TEXTO EXTRAÍDO:
Hoy Akamasoa tiene una población de 25.000 habitantes, la mayoría viviendo en casas dignas, hasta hermosas, construidas por ellos mismos, con muchos materiales rescatados de los desechos. Además es una de las pocas comunidades del país que cuenta con agua potable.

El padre Opeka está convencido de que aquello que no cuesta, no se cuida. Quienes viven en Akamasoa sienten ese lugar como propio y él insiste en que se debe fomentar la idea de que las casas son su hogar y que cuanto más lindas estén, más dignamente van a vivir.

El 60% de la población tiene menos de 15 años y estudia en una de las cinco guarderías o de las cuatro escuelas, o en el liceo para los más grandes. También tiene una red de bibliotecas repartidas entre los diecisiete barrios que conforman la comunidad. Lo ayudan en su misión más de 400 profesionales, la mayoría malgaches, en quienes ha imbuido el espíritu que debe prevalecer cuando se ayuda.

CONSIGNA: Enumera todas las cifras que aparecen en el texto sobre Akamasoa e indica junto a cada una a qué se refiere.

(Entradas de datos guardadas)

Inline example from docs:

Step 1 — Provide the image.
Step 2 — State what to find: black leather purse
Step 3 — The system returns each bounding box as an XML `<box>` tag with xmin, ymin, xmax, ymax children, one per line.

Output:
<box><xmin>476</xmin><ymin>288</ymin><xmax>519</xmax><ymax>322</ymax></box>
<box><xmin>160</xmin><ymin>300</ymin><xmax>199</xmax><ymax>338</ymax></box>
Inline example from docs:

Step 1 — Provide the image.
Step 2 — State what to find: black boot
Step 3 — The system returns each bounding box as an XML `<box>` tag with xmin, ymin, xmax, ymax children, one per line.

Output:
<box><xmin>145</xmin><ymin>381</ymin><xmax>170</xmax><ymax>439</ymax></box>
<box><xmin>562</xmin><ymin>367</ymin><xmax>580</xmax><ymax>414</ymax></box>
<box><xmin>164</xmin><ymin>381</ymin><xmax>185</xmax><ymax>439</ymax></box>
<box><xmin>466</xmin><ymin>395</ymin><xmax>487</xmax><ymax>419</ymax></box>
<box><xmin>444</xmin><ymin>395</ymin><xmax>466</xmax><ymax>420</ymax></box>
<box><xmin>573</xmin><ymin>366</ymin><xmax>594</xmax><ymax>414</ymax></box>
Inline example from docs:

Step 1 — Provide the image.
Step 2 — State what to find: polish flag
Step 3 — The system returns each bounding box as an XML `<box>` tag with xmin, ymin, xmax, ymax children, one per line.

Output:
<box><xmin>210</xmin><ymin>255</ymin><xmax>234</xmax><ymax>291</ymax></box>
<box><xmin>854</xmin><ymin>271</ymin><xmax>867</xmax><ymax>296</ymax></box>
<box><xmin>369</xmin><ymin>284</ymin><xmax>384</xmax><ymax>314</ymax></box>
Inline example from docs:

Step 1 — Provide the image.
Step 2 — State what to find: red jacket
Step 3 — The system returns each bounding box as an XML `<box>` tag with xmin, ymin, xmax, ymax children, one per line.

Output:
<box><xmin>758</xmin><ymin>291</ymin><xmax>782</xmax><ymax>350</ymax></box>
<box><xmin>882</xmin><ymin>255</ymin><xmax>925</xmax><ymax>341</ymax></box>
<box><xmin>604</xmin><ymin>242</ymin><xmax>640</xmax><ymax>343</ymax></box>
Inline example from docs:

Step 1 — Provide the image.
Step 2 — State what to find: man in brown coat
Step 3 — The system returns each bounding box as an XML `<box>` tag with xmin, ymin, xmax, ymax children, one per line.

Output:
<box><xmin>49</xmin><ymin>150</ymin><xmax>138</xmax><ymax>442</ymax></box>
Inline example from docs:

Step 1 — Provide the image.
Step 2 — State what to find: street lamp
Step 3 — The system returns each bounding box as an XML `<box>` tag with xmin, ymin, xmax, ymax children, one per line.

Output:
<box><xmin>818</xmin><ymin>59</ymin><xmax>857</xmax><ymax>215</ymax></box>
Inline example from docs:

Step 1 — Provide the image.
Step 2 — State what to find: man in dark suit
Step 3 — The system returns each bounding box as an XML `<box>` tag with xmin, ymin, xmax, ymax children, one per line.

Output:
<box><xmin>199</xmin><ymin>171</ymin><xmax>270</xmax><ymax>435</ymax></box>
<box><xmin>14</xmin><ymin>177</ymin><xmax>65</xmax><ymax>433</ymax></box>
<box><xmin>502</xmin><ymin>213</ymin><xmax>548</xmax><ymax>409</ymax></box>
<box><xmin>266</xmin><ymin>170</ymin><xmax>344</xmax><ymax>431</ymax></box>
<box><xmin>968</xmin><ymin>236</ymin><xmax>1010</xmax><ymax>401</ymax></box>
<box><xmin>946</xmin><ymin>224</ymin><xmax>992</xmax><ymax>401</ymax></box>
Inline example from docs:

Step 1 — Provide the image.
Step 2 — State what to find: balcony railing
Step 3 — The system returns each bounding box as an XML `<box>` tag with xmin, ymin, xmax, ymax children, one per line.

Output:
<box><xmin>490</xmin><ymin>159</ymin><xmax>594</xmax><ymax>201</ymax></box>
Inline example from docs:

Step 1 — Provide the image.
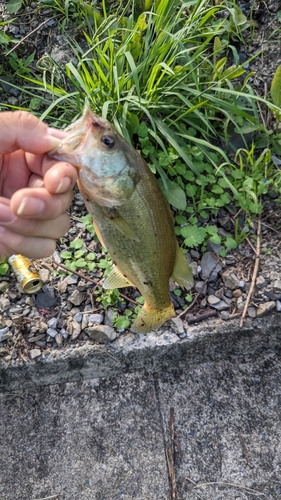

RESULTADO:
- 25.000: habitantes de Akamasoa
- 60%: parte de la población que tiene menos de 15 años
- 15: edad por debajo de la cual está ese 60% de la población
- cinco: guarderías
- cuatro: escuelas
- diecisiete: barrios que conforman la comunidad
- 400: profesionales que lo ayudan en su misión (más de esa cantidad)